WORK TO BE COMPLETED
Every line of the entries with the word "photo" in it should be shown.

Records from a data collection
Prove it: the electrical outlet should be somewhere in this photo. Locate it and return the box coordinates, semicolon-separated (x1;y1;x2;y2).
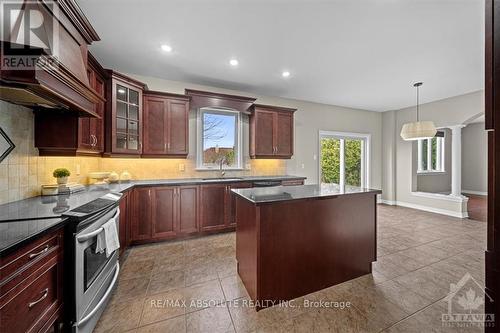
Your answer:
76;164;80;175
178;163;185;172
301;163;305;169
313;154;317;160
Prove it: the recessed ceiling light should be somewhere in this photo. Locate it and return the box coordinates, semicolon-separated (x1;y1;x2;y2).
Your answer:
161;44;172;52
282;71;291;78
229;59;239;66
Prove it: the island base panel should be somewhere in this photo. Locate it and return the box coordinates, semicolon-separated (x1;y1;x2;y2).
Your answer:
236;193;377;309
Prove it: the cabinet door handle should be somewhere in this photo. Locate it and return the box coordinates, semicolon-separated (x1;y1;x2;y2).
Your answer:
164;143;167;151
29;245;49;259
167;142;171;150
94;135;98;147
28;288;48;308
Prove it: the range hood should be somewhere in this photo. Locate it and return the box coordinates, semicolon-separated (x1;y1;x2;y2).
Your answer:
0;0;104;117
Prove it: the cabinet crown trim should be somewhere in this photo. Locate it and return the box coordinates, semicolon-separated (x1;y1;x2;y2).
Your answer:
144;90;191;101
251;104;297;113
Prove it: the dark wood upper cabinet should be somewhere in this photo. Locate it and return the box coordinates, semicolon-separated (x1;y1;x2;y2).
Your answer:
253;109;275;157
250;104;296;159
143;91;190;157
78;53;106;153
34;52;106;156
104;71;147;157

TASK SOLUTION
Prove it: the electrical outlet should be somewhere in this photo. Locate it and return the box coordinates, semicolon-separated (x1;y1;x2;y2).
Prove it: the recessed ceiling light should be somewhere in this photo. Locate it and return the box coordinates, semicolon-separated (x1;y1;x2;y2).
Prove it: the island base panel should be somewhere in this photo. Locate it and return the box coordinates, semicolon-separated (x1;y1;x2;y2).
Prove it: the cabinet door handle should be somewhere in this photo. Locate it and return the box coordinates, semicolon-separated (x1;y1;x2;y2).
Prove it: the range hood should be somewhere in this photo. Locate it and return the box coordinates, semicolon-separated (x1;y1;x2;y2).
Prove it: the cabinet crown trim should be somewhere in this photo. Locate it and return the box coordinates, semicolon-separated (x1;y1;x2;y2).
Prove it: the dark wood upper cabinet should be somewhere in this photo. Locate it and return the box coordinates, semicolon-separated (x1;y1;x2;y2).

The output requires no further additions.